__Provided text__:
#####
This represents a Bosniak I cyst as it has water density 0-20 with thin margins. A Bosniak II cyst would also have a few thin septations and punctate calcifications. Bosniak IIF cyst have multiple septa with nodular/irregular calcifications. Bosniak III cysts also have thick walls, irregular, heterogeneous septa, measurarble enhancement, and irregular calcifications. Lastly, Bosniak IV cysts have solid, soft tissue components. Malignancy risk: Bosniak I: 0%; II: 0%; IIF: ~5%; III: ~55%; IV: ~100%.

Current Acuity

Initially, you selected and we suggested acuity.

Has your concern for this patient changed?

The patient has no immediately life-threatening condition. However, the surgical team should be notified of the cyst as it may impact the patient’s candidacy for transplant.

Assessment and Plan

Please provide your assessment and plan for this patient

This patient is a 32-year-old female presenting for donor kidney evaluation. CT with and without IV contrast revealed a large Bosniak I cyst. While this cyst is benign, it is large and the surgical team should be notified of its presence as it may affect the patient’s candidacy for renal transplant.

Lessons Learned:
- Pre-operative donor kidney transplant workup includes a chest x-ray. CT of the abdomen with and without IV contrast is also required to evaluate for renal and vascular abnormalities that may affect donor transplant candidacy and surgical approach.
- Renal cysts are categorized with the Bosniak classification. Bosniak I and II cysts are benign. Bosniak IIF, III, and IV cysts require follow-up or intervention as they may be malignant.

Socioeconomic Factors: Recipients of kidney transplants from living donors generally have improved outcomes compared to recipients of kidney transplants from deceased donors.
#####
Transcribe the renal cyst case from "This patient is" up to and including "and surgical approach.".

(Data extracted from a collection)
#####
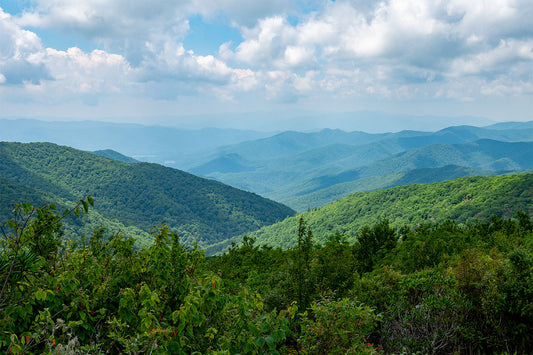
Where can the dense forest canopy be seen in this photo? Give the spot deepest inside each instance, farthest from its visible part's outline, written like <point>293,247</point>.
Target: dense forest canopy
<point>137,196</point>
<point>437,288</point>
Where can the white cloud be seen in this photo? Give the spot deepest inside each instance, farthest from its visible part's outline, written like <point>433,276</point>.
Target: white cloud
<point>392,50</point>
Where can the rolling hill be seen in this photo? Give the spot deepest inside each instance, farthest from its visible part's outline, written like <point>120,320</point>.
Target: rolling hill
<point>464,200</point>
<point>136,194</point>
<point>288,166</point>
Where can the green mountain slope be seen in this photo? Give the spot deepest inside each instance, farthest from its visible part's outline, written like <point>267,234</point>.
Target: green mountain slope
<point>111,154</point>
<point>292,164</point>
<point>416,176</point>
<point>139,194</point>
<point>464,200</point>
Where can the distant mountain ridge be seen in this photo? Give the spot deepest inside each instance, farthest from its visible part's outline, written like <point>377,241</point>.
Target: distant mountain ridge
<point>296,164</point>
<point>465,200</point>
<point>137,194</point>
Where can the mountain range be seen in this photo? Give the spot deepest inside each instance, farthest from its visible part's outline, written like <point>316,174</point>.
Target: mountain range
<point>464,200</point>
<point>138,195</point>
<point>295,168</point>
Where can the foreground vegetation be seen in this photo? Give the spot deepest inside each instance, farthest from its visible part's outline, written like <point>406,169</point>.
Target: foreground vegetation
<point>437,288</point>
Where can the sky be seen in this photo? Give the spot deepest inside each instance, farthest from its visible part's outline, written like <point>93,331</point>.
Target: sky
<point>265,64</point>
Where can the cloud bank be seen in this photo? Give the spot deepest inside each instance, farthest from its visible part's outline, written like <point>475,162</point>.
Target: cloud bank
<point>290,52</point>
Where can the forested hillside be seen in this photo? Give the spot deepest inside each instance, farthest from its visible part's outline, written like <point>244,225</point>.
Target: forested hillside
<point>136,194</point>
<point>433,288</point>
<point>306,170</point>
<point>464,200</point>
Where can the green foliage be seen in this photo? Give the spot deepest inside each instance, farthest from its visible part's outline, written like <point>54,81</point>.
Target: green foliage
<point>132,196</point>
<point>464,200</point>
<point>104,296</point>
<point>437,288</point>
<point>338,327</point>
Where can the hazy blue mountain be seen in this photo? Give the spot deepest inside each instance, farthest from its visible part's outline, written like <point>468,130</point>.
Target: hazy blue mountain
<point>165,145</point>
<point>483,154</point>
<point>136,194</point>
<point>295,163</point>
<point>416,176</point>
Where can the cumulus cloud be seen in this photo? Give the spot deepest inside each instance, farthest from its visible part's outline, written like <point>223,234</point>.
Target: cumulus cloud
<point>392,49</point>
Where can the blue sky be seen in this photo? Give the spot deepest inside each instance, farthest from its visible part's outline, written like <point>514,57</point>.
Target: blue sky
<point>258,64</point>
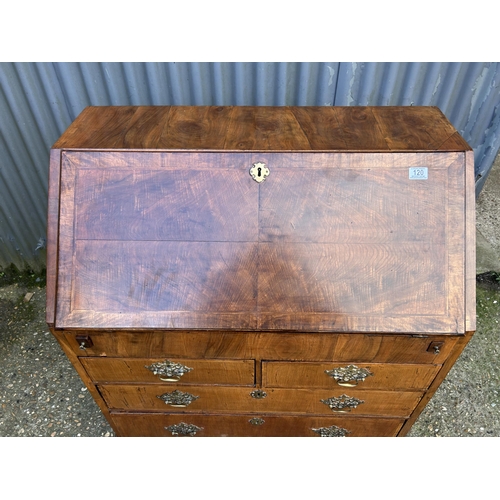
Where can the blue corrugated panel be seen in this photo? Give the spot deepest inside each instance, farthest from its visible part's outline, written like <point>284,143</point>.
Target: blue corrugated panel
<point>39,100</point>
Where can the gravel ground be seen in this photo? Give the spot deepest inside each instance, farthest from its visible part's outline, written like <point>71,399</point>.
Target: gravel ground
<point>42,395</point>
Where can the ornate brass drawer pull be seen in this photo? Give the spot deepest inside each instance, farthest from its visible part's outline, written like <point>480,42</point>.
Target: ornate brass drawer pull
<point>258,394</point>
<point>177,398</point>
<point>342,404</point>
<point>168,370</point>
<point>256,421</point>
<point>332,431</point>
<point>349,376</point>
<point>183,429</point>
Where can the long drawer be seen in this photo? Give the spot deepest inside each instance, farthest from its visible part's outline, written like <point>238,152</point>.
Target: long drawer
<point>237,399</point>
<point>363,376</point>
<point>156,425</point>
<point>161,370</point>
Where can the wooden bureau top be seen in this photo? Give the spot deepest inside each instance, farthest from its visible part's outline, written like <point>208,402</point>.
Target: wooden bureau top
<point>365,223</point>
<point>263,128</point>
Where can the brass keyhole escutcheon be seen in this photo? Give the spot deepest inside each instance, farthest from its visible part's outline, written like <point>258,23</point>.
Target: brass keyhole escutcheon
<point>259,172</point>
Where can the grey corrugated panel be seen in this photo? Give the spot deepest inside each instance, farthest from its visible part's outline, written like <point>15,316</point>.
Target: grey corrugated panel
<point>39,100</point>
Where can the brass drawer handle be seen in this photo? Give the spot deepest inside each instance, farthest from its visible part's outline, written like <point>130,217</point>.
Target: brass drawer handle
<point>178,399</point>
<point>169,371</point>
<point>183,429</point>
<point>349,376</point>
<point>332,431</point>
<point>342,404</point>
<point>258,394</point>
<point>257,421</point>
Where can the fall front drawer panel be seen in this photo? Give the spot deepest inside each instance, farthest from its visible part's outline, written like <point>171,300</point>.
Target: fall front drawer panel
<point>238,399</point>
<point>155,425</point>
<point>364,376</point>
<point>161,370</point>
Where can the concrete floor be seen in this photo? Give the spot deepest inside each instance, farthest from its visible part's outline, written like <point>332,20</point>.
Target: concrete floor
<point>41,394</point>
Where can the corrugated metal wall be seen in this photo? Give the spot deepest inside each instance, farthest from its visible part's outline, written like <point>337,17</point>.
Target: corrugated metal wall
<point>39,100</point>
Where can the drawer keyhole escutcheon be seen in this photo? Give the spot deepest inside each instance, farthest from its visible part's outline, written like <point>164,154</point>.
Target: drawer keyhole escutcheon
<point>258,394</point>
<point>257,421</point>
<point>84,342</point>
<point>259,172</point>
<point>349,376</point>
<point>169,371</point>
<point>177,399</point>
<point>183,429</point>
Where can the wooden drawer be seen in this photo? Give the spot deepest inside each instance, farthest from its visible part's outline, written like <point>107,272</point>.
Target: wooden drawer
<point>358,348</point>
<point>187,371</point>
<point>398,377</point>
<point>154,425</point>
<point>237,399</point>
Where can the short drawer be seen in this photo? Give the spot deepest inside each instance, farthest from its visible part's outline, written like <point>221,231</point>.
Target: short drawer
<point>398,377</point>
<point>325,347</point>
<point>237,399</point>
<point>156,425</point>
<point>173,370</point>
#####
__Solved problem__:
This patient is a 32-year-old female presenting for donor kidney evaluation. CT with and without IV contrast revealed a large Bosniak I cyst. While this cyst is benign, it is large and the surgical team should be notified of its presence as it may affect the patient’s candidacy for renal transplant.

Lessons Learned:
- Pre-operative donor kidney transplant workup includes a chest x-ray. CT of the abdomen with and without IV contrast is also required to evaluate for renal and vascular abnormalities that may affect donor transplant candidacy and surgical approach.